[Pointing records]
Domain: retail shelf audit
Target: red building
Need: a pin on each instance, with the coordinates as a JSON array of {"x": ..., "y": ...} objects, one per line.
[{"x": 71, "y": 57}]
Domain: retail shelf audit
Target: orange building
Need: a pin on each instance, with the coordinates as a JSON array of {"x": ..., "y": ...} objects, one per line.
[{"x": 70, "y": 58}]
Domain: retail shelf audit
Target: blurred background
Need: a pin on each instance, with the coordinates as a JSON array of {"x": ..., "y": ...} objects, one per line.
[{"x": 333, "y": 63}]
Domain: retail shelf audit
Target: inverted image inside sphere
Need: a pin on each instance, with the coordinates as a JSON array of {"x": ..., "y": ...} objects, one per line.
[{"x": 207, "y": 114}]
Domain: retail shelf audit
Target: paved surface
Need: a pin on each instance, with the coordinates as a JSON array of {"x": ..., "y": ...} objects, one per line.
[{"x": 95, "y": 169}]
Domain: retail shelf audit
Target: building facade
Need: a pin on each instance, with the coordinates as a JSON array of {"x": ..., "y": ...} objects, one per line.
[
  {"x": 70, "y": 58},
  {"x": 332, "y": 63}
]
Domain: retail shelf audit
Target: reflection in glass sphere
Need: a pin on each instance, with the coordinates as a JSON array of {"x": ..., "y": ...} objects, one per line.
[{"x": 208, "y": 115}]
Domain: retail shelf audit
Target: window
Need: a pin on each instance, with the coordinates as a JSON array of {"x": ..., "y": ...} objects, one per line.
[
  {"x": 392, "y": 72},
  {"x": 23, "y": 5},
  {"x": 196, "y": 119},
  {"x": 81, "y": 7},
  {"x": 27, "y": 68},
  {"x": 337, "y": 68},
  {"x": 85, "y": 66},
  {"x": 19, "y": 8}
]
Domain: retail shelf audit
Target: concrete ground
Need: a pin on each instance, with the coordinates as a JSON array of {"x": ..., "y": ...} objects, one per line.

**Work to do**: How many lines in the entries above contain the string "building", with case counting? Reply with the number alone.

**Finished answer**: 3